Records from a point labeling set
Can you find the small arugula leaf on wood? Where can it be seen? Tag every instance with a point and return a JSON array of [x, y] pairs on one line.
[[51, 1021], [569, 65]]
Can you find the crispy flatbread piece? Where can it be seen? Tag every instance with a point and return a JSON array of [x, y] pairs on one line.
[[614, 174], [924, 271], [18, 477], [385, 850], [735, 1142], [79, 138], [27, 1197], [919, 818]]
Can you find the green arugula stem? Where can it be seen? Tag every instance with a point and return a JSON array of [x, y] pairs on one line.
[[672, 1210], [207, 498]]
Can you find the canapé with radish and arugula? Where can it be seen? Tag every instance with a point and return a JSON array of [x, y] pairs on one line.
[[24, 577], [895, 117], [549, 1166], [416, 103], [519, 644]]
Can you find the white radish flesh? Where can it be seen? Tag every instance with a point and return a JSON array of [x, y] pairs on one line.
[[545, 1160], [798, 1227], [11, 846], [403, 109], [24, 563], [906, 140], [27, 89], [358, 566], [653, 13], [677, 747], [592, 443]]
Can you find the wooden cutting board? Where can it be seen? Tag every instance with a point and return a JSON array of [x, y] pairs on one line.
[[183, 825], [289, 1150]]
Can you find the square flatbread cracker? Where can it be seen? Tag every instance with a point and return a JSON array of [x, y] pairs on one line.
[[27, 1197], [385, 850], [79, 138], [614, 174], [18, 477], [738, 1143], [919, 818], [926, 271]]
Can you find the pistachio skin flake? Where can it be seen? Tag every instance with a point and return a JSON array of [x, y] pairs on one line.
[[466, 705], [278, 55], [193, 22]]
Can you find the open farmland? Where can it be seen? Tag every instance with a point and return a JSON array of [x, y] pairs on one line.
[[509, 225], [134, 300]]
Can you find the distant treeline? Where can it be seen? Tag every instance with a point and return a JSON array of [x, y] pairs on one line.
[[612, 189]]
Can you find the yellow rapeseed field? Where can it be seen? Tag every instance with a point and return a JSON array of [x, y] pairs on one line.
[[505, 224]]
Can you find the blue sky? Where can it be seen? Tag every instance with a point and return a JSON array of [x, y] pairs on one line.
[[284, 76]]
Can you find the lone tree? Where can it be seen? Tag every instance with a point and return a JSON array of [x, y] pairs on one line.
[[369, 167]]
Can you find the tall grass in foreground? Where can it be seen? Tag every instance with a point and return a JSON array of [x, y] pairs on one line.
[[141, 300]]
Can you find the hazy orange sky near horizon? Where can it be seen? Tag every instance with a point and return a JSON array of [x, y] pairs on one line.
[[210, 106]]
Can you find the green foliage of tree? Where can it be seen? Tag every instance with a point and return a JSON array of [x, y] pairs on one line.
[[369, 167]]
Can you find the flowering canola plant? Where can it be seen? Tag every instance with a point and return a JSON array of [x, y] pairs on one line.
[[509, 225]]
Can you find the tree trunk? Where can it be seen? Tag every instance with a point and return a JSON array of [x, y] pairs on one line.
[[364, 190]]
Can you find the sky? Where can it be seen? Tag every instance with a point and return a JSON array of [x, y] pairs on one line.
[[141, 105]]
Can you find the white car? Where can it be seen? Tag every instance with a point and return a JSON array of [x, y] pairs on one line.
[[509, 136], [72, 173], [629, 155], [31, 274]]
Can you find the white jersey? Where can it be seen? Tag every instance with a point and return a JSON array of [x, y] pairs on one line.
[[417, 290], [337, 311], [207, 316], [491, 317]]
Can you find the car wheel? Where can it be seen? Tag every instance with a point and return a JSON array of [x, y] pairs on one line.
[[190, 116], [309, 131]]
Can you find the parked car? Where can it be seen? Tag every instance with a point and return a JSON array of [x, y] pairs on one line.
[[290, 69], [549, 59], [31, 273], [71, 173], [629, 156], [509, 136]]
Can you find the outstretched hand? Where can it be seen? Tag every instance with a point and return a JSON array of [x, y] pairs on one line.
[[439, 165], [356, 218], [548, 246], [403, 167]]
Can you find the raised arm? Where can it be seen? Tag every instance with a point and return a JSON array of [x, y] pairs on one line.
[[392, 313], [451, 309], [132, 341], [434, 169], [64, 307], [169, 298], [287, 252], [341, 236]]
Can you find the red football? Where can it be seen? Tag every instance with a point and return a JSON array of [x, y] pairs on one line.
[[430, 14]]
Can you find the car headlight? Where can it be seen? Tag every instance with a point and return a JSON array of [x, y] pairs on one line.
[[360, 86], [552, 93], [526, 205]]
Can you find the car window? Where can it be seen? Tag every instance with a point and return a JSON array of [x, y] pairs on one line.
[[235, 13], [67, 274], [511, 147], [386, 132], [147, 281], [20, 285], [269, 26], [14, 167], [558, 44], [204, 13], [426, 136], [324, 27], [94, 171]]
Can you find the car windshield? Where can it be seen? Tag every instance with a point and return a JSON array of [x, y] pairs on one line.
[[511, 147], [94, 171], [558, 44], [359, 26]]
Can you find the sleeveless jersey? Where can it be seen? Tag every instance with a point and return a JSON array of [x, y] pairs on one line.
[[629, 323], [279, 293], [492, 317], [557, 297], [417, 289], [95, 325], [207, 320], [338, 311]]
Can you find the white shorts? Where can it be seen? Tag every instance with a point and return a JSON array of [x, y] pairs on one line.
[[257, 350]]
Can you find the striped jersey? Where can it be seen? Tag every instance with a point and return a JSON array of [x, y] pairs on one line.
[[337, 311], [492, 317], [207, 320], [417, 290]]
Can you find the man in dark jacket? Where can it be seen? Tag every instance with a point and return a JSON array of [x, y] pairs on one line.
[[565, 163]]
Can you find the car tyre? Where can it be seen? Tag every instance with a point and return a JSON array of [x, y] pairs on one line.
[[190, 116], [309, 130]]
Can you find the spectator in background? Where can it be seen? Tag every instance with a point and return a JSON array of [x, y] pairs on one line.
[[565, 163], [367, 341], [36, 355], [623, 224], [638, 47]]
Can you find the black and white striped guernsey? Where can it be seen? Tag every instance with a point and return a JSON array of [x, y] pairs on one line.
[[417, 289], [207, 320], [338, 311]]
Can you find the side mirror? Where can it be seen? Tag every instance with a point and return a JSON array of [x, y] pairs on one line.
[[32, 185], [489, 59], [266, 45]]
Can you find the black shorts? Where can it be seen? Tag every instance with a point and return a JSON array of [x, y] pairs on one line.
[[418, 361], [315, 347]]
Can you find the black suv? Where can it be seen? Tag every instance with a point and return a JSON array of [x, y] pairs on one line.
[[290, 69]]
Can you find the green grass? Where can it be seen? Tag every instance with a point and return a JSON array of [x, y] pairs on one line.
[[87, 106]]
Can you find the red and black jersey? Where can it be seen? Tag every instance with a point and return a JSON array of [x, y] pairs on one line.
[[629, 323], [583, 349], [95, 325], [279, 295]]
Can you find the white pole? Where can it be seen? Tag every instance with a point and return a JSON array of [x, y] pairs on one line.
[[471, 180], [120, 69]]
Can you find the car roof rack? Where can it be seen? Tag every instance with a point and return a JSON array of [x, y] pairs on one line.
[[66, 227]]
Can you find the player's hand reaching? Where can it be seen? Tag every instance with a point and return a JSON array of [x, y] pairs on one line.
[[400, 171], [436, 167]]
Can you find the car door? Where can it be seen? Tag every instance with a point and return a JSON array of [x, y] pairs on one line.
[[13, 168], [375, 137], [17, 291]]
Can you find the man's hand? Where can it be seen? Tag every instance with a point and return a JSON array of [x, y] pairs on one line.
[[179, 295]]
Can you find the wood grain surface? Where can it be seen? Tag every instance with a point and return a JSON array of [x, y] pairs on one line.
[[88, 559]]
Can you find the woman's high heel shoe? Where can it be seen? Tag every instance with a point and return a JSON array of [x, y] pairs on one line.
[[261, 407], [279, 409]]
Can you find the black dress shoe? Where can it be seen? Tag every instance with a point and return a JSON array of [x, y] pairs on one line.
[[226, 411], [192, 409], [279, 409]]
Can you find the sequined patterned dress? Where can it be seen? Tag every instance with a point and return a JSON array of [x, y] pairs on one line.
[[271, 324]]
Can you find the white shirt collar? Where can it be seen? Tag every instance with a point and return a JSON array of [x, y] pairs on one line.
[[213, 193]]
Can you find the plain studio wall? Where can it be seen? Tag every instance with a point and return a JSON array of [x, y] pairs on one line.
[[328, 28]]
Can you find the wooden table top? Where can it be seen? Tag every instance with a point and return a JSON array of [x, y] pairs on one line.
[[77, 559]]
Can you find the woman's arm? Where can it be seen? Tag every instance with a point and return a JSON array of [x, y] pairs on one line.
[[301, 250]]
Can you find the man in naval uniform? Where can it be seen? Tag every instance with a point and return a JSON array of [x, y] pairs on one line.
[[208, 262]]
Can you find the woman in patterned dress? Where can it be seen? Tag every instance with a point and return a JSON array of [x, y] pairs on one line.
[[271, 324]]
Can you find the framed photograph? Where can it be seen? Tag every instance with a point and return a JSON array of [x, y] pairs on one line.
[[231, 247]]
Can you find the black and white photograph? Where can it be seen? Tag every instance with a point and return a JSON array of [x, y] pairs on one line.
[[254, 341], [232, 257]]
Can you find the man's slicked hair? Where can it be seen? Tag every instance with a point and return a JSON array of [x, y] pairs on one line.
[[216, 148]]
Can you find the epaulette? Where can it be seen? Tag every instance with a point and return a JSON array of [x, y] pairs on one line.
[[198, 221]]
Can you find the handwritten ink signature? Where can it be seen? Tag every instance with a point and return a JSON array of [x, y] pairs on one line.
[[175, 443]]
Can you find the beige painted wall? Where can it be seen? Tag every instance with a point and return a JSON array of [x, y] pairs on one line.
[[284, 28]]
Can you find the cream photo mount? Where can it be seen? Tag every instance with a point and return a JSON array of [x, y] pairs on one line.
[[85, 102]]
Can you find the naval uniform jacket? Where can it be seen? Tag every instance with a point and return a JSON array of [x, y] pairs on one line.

WHAT YOU ARE ASKED TO DO
Reproduce verbatim the lines of the items beginning with the line containing "Can you find the tree" and ending with the line containing "[[509, 136], [72, 173], [629, 155], [31, 274]]", including both of those lines.

CORRECT RESULT
Can you find the tree trunk? Where can it be seen? Tag every instance with a point and return a JSON array of [x, y] pairs on one line.
[[364, 190]]
Can you find the sky? Where can it be seen? Tag every instance with a point and return a JSON array of [x, y] pairs on one line.
[[141, 105]]
Can you find the white car? Where can it be seen? Tag every instance with a point and return a JSON array of [x, y] pairs on one line.
[[509, 136], [72, 173], [629, 155], [31, 274]]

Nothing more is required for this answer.